Excerpts from a dataset:
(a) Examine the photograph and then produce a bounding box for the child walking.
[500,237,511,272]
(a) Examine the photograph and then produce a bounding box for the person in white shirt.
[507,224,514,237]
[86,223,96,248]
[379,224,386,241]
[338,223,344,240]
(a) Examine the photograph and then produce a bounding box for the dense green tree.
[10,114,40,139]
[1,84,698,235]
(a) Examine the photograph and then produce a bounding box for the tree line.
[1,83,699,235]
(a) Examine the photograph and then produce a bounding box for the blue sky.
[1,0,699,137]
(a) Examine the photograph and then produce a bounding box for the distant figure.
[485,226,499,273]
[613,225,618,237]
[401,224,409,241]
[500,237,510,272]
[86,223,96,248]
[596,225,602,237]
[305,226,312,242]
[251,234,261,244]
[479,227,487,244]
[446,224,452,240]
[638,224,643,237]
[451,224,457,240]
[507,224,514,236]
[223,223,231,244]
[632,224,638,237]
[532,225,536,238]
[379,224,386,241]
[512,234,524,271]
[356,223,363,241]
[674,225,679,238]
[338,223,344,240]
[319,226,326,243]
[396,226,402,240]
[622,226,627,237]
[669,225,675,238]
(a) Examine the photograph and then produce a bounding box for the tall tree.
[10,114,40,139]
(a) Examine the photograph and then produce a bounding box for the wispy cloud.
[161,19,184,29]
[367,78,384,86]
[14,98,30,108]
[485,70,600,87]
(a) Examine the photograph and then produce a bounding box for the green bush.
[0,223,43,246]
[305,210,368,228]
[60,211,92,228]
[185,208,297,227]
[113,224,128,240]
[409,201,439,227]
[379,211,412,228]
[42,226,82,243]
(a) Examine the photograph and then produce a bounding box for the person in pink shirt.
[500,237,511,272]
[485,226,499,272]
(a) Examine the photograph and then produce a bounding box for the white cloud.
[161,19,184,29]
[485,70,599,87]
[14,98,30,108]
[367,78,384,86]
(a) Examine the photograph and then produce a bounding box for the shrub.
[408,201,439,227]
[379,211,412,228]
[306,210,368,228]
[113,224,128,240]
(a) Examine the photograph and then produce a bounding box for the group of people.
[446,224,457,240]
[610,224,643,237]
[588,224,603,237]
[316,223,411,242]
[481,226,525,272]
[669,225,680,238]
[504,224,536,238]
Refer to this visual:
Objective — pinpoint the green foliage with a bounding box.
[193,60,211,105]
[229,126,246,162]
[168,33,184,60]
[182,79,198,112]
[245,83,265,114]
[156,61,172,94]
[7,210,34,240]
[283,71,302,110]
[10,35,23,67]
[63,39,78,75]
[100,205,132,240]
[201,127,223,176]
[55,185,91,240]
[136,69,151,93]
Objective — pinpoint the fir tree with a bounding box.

_Exercise description_.
Retype all of the entries exactly, please.

_Task solution_.
(a) Examine the photograph and then produce a bounding box for the child walking.
[500,237,511,272]
(a) Examine the photograph and then produce a bounding box for the person in white shirt.
[507,224,514,237]
[86,223,96,248]
[379,224,386,241]
[338,223,344,240]
(a) Examine the photograph and then produce a bounding box for the dense green tree.
[10,114,40,139]
[1,84,698,235]
(a) Examine the photograph and then produce a bounding box for the tree line.
[1,83,699,235]
(a) Examine the photograph and then produce a bounding box for the blue sky.
[1,0,699,137]
(a) Examine the photograph and then produce a bounding box for the distant figure.
[485,226,499,273]
[613,225,618,237]
[401,224,409,241]
[500,237,510,272]
[86,223,96,248]
[596,225,602,237]
[305,226,312,242]
[251,234,261,244]
[479,227,487,244]
[446,224,452,240]
[638,224,643,237]
[451,224,457,240]
[507,224,514,236]
[223,223,231,244]
[632,224,638,237]
[532,225,536,238]
[379,224,386,241]
[512,234,524,271]
[356,223,363,241]
[674,225,679,238]
[338,223,344,240]
[319,226,326,243]
[396,226,402,240]
[622,226,627,237]
[669,225,675,238]
(a) Examine the photograph and then produce a bounding box for the tall tree.
[10,114,40,139]
(a) Examine the photograph and then produce a bounding box for the wispy cloud.
[161,19,184,29]
[367,78,384,86]
[14,98,30,108]
[485,70,600,87]
(a) Examine the photograph and then produce a bounding box for the green bush.
[0,223,43,246]
[305,210,368,228]
[60,211,92,228]
[185,208,297,227]
[113,224,128,240]
[409,201,439,227]
[379,211,412,228]
[42,226,82,243]
(a) Examine the photograph and then produce a bounding box for the person in pink shirt.
[500,237,511,272]
[485,226,499,272]
(a) Examine the photograph and then produce a bounding box for the white cloud.
[161,19,184,29]
[485,70,599,87]
[14,98,30,108]
[367,78,384,86]
(a) Examine the photograph and then produce a bounding box for the shrub.
[408,201,439,227]
[379,211,412,228]
[306,210,368,228]
[113,224,128,240]
(a) Examine the photograph and then produce a bounding box for the group of people.
[446,224,457,240]
[610,224,643,237]
[588,224,603,237]
[316,223,411,242]
[481,226,525,272]
[669,225,680,238]
[504,224,536,238]
Refer to this visual:
Objective — pinpoint the green foliage with a bounding box.
[193,60,211,105]
[229,126,246,162]
[168,33,184,60]
[182,79,198,112]
[245,83,265,114]
[156,61,172,94]
[7,210,34,240]
[283,71,302,110]
[10,35,23,67]
[63,39,78,75]
[100,205,132,240]
[201,127,223,176]
[55,185,91,240]
[136,69,151,93]
Objective — pinpoint the fir tree with a bounding box.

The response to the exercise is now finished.